• _EXERCISE PASSAGE_:
[Start of section]

Elbow splinting increases amblyopia patching compliance

Article

By Laird Harrison

Elbow splints can increase children’s compliance with a patching regimen for amblyopia, researchers say.

Eighty-three percent of children who had resisted patching kept the patches in place after their elbows were put in splints, K. Sabri and colleagues of McMaster University in Ontario, Canada, reported.

“Adding elbow splints to the occlusion therapy regimen is an effective and parentally acceptable treatment method to ensure that all is done in order to try and improve vision in amblyopic eyes,” they wrote in the journal Eye.

People with uncorrected amblyopia have triple the risk of depression, double the risk of mortality and greater difficulties with day-to-day living, Sabri and colleagues wrote, citing previous research.

Most often, physicians treat the condition by putting a patch over the amblyopic eye. But children find the patches unattractive or irritating. More than half the time, they take the patches off before the therapy is complete.

 

Methods tried

Parents and physicians have responded with a range of measures to keep patches in place, including suturing the patch to the brow and cheek, using occlusive contact lenses, glueing the fellow eye shut, casting the patient’s arms and injecting purified botulinum A toxin into the levator muscle to induce ptosis.

Such measures can cause pain or infection, and increase the risk of the child developing amblyopia in the fellow eye, Sabri et al. note.

Some parents have rolled magazines and taped them around their children’s elbows to keep them from bending their arms to reach their eyes, and splints of a similar design are also available for sale.

[End of section]

(Saved entries)
[Start of section]

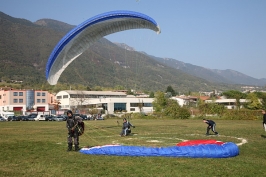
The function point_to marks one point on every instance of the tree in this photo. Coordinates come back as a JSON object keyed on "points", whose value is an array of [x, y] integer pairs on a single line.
{"points": [[171, 90], [151, 95], [254, 102], [159, 102]]}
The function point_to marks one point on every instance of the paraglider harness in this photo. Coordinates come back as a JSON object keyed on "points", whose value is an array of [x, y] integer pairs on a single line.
{"points": [[80, 126], [129, 125]]}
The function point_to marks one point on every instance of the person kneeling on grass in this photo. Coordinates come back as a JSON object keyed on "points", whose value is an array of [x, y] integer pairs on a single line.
{"points": [[126, 128], [211, 125]]}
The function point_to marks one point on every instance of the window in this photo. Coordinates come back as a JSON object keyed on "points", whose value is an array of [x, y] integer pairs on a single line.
{"points": [[65, 96], [120, 106], [147, 105], [134, 104]]}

[End of section]

• _WORK TO BE COMPLETED_: In the article on elbow splinting above, rewrite the paragraph beginning "Parents and physicians have responded" as a short list that keeps its main facts.

• _REPLY TO THE TASK_:
Parents and physicians have tried these ways to keep patches in place:
- suturing the patch to the brow and cheek
- using occlusive contact lenses
- glueing the fellow eye shut
- casting the patient's arms
- injecting purified botulinum A toxin into the levator muscle to cause ptosis